#### Complete the following:
(a) Do the following statements agree with the Black History Month passage: (i) the celebration began in the US in 1926, (ii) every country that observes it does so in February, and (iii) the 2022 theme was Black Health and Wellness? Answer yes or no for each, quoting the deciding words of the passage.
(b) Reproduce the part of the Black History Month passage that starts at the words "Black history month celebration" and ends after the words "at different times.".
++++ Page excerpt ++++
Black history month celebration started in the US in 1926 to honour African Americans and raise awareness about black history.
In the US, February was chosen to coincide with Abraham Lincoln and Frederick Douglas’ birthdays, personalities that are a great part of America’s black history.
It did not remain in the US alone- other countries such as Canada, Germany, Ireland and others also now celebrate Black History Month, albeit at different times.
While the US, Canada and Germany observe this celebration in February, other countries observe it in October. Regardless of the time, observance of this month means remembering important people and events in the history of the African diaspora with different themes each year.
This year 2022, the Black History month has been all about Black Health and Wellness.
With research stating that in the US black women are three times more likely to die from a pregnancy-related cause than white women, one of the most celebrated personalities has been Amanda Carey Carter, a midwife who wholeheartedly helped with the births of black and white children alike for over 49years in Prince Edward County.
She beat the odds of racial segregation, and she also well represented the history of midwifery having been a profession that was passed down generations in families long before it was well embraced as a profession in the medical field.
At the time when she was licensed, high maternal mortality rates in America were at an all-time high and the government was trying to curb this by enforcing regulations.
Amanda and others proudly took up the challenge of the process of obtaining a license, celebrating the difference of caring for their patients with the addition of formal training.
It is people such as Amanda that form a part of the rich Black History in America and elsewhere; and as the African diaspora go on to make small and big contributions alike to both black and white lives, history continues to be made and the celebration of Black History Month lives on.
++++ Record set ++++
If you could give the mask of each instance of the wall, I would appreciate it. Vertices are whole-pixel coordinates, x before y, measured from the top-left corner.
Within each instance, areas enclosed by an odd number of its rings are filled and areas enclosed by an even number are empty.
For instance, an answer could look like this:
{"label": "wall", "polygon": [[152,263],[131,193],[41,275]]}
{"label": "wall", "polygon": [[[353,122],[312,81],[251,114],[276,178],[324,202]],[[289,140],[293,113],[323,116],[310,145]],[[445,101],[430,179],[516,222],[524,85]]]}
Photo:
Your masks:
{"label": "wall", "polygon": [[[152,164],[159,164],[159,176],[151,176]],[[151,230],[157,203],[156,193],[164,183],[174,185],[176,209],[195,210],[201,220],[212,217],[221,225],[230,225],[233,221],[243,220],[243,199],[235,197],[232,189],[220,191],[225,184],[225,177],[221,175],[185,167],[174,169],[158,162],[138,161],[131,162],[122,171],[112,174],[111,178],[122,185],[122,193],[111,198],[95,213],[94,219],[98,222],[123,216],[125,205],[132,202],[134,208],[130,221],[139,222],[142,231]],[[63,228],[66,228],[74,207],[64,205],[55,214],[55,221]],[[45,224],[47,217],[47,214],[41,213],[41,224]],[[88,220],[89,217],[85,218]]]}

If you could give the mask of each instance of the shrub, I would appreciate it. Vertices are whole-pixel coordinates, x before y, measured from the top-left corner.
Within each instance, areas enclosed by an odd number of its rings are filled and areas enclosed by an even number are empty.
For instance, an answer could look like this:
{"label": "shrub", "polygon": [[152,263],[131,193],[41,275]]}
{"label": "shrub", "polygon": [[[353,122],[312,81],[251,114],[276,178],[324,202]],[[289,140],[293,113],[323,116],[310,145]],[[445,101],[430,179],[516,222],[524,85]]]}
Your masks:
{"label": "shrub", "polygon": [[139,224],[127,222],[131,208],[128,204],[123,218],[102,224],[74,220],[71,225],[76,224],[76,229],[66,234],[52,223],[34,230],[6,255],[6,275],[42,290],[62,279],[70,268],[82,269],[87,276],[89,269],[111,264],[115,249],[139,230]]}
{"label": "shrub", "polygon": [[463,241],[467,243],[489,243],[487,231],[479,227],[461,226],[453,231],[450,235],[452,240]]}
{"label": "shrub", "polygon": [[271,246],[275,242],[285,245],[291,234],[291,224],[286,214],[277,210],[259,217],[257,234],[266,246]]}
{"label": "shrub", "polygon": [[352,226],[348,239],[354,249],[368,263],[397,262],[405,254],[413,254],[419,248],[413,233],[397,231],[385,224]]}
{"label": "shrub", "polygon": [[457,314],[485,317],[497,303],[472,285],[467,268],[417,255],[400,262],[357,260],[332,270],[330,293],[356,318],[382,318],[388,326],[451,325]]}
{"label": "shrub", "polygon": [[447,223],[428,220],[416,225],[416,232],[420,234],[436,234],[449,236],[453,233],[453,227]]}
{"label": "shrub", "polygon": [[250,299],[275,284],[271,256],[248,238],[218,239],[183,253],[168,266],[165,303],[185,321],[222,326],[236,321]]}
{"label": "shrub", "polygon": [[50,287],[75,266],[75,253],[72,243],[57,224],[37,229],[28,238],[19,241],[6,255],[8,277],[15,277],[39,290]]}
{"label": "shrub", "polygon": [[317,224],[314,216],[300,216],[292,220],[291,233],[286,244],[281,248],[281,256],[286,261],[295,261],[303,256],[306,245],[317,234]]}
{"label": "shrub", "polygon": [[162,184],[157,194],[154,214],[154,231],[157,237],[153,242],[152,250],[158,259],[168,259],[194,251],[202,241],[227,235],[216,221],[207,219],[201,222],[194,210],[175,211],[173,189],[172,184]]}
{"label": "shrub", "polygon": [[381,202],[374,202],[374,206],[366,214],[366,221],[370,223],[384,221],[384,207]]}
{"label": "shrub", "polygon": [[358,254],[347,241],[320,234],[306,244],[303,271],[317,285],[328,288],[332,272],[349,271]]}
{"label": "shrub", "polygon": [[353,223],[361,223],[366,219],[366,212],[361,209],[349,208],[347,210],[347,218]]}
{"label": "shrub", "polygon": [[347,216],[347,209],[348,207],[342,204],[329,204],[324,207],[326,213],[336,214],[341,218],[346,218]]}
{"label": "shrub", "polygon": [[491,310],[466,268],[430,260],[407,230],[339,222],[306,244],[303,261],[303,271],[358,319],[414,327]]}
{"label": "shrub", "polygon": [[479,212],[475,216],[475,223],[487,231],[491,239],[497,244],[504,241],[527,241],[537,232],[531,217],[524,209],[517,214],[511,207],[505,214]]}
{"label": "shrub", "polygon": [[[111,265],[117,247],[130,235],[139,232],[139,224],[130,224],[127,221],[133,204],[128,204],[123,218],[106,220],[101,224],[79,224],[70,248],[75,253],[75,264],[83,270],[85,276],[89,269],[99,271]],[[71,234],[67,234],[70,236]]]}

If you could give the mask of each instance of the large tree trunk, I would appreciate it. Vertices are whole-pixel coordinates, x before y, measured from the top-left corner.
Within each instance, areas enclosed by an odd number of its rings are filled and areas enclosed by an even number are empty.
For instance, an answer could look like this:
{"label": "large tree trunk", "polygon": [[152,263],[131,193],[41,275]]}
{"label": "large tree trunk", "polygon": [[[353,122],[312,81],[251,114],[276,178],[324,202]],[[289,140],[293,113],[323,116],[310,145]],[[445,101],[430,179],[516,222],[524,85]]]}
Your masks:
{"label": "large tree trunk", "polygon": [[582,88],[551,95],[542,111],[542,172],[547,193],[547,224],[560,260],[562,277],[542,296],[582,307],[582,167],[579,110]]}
++++
#### Answers below:
(a)
(i) Yes: "Black history month celebration started in the US in 1926"
(ii) No: "While the US, Canada and Germany observe this celebration in February, other countries observe it in October."
(iii) Yes: "This year 2022, the Black History month has been all about Black Health and Wellness."

(b)
Black history month celebration started in the US in 1926 to honour African Americans and raise awareness about black history.
In the US, February was chosen to coincide with Abraham Lincoln and Frederick Douglas’ birthdays, personalities that are a great part of America’s black history.
It did not remain in the US alone- other countries such as Canada, Germany, Ireland and others also now celebrate Black History Month, albeit at different times.